### YOUR TASKS
**a)** For each statement about the introduction on neoliberal governmentality, decide whether it agrees with that introduction. Answer yes or no and quote the words that settle it. (i) Neoliberalism viewed as a policy framework is the most commonly under-researched category. (ii) Foucault's conceptualization describes governmentality as "the conduct of conduct." (iii) Critics hold that most studies of governmentality are grounded in actually-existing subjects and spaces.
**b)** Name every analytical category into which, according to the introduction on neoliberal governmentality, the scholarship on neoliberalism can be broken down.
**c)** From the introduction on neoliberal governmentality, return the passage that opens with the words containing "Neoliberal Governmentality in" and closes with "2004; Gill, 2003).".

## begin TEXT PROVIDED

Neoliberal Governmentality in the European Union:
Education, Training and Technologies of Citizenship
by
Katharyne Mitchell[1]
Forthcoming: Environment and Planning D: Society and Space
Introduction
As a political philosophy of governance neoliberalism is an ongoing formation with different moments and sites in its evolutionary trajectory. Although articulated and implemented in different ways depending on context most scholars—across disciplines—concur that it is a philosophy premised on a mantra of market rationality and the active encouragement of laissez-faire economic systems worldwide. (see e.g. Steger, 2004; Tickell and Peck, 2003; Comaroff and Comaroff, 2001; Giroux, 2004; Gill, 2003).
Much of the scholarship on neoliberalism can be broken down into three distinct analytical categories: as policy framework, as ideology, or as viewed through the lens of governmentality (Larner, 2000).[2] With respect to the provision of empirical data it is neoliberalism as seen through the lens of governmentality that is most commonly under-researched. Governmentality can be understood as a way of explaining the establishment and exercise of political power, one in which the concept of government is broader than management by the state; it also involves the regulation of populations through multiple institutions and technologies in society. In Foucault’s conceptualization, governmentality refers to “the conduct of conduct” and ranges from the governing of others in all aspects of life to the governing of the self (Foucault, 1991). These processes, moreover, are mutually constitutive, indicating “how the modern sovereign state and the modern autonomous individual co-determine each other’s emergence” (Lemke, 2001: 192). Governmentality also takes many forms in society, from the guidance of families to the ethics of care and the management of the soul (see, e.g. the work of Donzelot, 1979, Bloch et al, 2003; Cruikshank, 1999; Rose, 1990).
Critics of this literature point out that despite the theoretical call for detailed, in-depth analyses of the circulation of power in multiple empirical sites and despite the intellectual heritage of Foucault, most studies of governmentality are generally abstracted from actually-existing subjects and spaces (see Larner, 2000; O’Malley, 1996; Frankel, 1997). Because of this the work often seems top-heavy and seamless, with an inexorable and inescapable quality to the situations and transformations depicted by governmentality scholars; it does not adequately engage with how and in what ways people are constituted and ruled as neoliberal subjects through the many ‘technologies’ and ‘assemblages’ of state power so brilliantly outlined by the theorists.

## end TEXT PROVIDED
## begin RAW DATA

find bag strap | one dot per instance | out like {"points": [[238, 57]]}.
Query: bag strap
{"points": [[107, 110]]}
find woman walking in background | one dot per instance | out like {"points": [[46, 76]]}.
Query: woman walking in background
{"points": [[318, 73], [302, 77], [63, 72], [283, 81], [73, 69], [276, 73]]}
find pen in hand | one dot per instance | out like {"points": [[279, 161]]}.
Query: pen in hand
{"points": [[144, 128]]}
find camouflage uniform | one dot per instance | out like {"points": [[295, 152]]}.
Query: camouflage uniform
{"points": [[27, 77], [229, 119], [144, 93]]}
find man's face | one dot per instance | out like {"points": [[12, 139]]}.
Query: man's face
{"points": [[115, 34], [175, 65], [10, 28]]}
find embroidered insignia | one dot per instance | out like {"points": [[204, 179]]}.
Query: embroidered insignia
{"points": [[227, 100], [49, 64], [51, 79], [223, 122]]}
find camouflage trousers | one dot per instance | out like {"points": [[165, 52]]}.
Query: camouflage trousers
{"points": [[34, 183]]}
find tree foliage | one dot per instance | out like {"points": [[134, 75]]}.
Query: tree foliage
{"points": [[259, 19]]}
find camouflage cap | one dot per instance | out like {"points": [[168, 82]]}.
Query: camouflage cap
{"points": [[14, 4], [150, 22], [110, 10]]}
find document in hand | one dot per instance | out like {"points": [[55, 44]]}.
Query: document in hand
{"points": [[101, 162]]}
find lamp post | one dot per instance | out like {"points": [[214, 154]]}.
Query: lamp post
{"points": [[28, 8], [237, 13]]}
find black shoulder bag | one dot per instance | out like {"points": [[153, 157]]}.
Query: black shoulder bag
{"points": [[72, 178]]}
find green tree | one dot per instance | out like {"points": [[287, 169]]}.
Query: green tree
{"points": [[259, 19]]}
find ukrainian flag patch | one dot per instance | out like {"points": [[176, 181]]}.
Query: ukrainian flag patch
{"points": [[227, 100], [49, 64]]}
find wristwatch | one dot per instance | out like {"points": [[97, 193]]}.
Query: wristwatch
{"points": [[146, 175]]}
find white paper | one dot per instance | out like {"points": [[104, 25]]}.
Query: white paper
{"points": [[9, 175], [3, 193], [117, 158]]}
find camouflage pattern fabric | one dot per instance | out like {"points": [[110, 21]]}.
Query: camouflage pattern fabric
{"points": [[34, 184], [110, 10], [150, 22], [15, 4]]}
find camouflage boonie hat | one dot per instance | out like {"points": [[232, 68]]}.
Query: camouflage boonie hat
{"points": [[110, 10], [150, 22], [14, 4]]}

## end RAW DATA

### ANSWERS TO EACH TASK
**a)**
(i) No: "it is neoliberalism as seen through the lens of governmentality that is most commonly under-researched"
(ii) Yes: "In Foucault’s conceptualization, governmentality refers to “the conduct of conduct”"
(iii) No: "most studies of governmentality are generally abstracted from actually-existing subjects and spaces"

**b)**
- As policy framework
- As ideology
- As viewed through the lens of governmentality

**c)**
Neoliberal Governmentality in the European Union:
Education, Training and Technologies of Citizenship
by
Katharyne Mitchell[1]
Forthcoming: Environment and Planning D: Society and Space
Introduction
As a political philosophy of governance neoliberalism is an ongoing formation with different moments and sites in its evolutionary trajectory. Although articulated and implemented in different ways depending on context most scholars—across disciplines—concur that it is a philosophy premised on a mantra of market rationality and the active encouragement of laissez-faire economic systems worldwide. (see e.g. Steger, 2004; Tickell and Peck, 2003; Comaroff and Comaroff, 2001; Giroux, 2004; Gill, 2003).